**DATASET EXTRACT:**
"""
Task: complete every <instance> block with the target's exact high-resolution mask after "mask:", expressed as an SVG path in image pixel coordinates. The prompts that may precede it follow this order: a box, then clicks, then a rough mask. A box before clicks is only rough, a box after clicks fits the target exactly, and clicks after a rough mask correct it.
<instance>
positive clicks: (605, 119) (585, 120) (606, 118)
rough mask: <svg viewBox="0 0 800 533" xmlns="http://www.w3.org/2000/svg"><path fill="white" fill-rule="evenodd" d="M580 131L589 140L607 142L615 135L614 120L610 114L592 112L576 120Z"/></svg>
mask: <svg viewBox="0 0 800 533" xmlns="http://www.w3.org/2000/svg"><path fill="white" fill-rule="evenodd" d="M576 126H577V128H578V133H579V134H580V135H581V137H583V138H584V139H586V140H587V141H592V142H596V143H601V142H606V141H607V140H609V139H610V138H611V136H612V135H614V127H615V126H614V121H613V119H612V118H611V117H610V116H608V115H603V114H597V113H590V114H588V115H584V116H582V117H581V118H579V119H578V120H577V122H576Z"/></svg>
"""
"""
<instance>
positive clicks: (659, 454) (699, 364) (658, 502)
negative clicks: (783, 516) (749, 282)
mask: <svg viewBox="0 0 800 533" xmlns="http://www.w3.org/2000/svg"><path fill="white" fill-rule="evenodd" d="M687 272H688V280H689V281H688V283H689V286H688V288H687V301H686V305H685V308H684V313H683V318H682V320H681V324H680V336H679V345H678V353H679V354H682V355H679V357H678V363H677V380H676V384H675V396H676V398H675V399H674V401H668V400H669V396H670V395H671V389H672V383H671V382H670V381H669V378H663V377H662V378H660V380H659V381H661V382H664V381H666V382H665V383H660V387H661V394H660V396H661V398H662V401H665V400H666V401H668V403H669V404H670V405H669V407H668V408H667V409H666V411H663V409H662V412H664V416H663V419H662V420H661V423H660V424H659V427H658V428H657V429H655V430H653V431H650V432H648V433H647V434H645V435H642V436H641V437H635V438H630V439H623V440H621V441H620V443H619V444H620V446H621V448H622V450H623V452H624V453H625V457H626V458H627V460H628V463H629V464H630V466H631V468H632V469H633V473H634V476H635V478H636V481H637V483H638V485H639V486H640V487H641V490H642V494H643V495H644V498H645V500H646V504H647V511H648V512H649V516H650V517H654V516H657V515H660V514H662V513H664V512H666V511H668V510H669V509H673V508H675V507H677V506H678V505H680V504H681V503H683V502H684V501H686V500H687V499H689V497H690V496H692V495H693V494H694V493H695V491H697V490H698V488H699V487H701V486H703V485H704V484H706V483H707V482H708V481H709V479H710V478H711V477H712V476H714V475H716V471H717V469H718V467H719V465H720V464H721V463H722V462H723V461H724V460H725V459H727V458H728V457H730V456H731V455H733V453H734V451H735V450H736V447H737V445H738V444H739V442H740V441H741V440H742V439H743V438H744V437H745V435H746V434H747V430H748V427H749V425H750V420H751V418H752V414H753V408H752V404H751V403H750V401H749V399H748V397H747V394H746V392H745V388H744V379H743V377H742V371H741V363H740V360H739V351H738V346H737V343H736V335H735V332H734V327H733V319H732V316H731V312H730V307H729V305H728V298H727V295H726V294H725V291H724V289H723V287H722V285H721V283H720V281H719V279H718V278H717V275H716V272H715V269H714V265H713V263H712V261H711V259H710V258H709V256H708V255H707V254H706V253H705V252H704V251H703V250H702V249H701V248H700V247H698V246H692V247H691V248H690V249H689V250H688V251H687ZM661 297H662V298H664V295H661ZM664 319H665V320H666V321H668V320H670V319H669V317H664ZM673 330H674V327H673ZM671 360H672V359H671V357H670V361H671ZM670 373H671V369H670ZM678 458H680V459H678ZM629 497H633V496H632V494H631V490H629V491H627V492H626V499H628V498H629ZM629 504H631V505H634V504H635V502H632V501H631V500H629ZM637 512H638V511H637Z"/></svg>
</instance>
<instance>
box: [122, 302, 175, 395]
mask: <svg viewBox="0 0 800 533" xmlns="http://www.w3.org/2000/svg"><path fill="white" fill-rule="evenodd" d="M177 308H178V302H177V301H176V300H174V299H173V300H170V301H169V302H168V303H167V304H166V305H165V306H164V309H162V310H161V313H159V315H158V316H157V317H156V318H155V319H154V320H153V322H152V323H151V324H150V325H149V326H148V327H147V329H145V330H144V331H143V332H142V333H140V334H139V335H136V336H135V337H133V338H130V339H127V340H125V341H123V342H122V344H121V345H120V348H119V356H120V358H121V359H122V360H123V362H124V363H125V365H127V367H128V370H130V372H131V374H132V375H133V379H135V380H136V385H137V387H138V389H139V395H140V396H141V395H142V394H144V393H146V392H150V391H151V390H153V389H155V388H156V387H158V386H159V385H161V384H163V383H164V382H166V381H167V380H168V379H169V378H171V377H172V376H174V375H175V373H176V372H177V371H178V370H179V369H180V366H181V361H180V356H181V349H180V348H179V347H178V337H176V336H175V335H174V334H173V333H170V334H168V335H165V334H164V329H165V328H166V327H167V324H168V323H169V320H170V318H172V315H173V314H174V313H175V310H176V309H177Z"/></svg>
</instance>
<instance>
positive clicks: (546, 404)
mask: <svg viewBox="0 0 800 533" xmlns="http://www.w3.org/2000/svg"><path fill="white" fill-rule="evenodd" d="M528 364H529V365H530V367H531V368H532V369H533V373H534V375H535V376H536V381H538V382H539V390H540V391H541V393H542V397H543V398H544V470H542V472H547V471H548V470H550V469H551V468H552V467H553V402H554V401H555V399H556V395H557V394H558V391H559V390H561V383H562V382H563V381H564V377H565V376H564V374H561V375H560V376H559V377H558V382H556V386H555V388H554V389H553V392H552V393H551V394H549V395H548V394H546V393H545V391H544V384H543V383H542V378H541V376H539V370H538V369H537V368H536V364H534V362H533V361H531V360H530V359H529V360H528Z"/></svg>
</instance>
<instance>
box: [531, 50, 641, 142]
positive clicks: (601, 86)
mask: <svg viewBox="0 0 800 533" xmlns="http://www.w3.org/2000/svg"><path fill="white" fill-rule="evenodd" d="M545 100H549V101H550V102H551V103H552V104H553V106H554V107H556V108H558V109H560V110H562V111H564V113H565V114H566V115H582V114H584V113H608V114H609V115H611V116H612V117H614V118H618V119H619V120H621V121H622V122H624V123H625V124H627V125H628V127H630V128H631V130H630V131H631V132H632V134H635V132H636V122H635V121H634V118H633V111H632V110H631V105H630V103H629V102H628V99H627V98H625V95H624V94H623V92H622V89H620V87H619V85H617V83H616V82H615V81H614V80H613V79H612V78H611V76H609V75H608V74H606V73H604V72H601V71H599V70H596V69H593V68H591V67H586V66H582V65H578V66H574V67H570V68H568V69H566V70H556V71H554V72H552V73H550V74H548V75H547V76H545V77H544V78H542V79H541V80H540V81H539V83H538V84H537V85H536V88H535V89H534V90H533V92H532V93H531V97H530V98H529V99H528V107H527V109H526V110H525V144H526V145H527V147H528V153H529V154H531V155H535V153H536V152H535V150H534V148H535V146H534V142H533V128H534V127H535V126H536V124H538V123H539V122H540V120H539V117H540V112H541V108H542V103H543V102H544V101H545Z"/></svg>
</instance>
"""
"""
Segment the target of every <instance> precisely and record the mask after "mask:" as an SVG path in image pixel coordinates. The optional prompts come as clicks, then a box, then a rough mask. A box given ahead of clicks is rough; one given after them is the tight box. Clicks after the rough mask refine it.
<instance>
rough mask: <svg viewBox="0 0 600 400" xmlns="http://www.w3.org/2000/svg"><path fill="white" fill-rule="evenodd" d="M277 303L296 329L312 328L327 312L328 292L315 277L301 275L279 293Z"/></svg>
"""
**ABOUT THIS TASK:**
Your answer should be every line above that contains the word "target".

**YOUR RESPONSE:**
Task: complete every <instance> block with the target's exact high-resolution mask after "mask:", expressed as an SVG path in image pixel coordinates. The prompts that may precede it follow this order: a box, then clicks, then a rough mask. A box before clicks is only rough, a box after clicks fits the target exactly, and clicks after a rough mask correct it.
Segment the target of every <instance> precisely and record the mask after "mask:" as an SVG path in image pixel coordinates. The optional prompts come as clicks, then a box, then a rough mask. A box given ahead of clicks is rough; one given after them is the tight box. Clicks after the rough mask refine it.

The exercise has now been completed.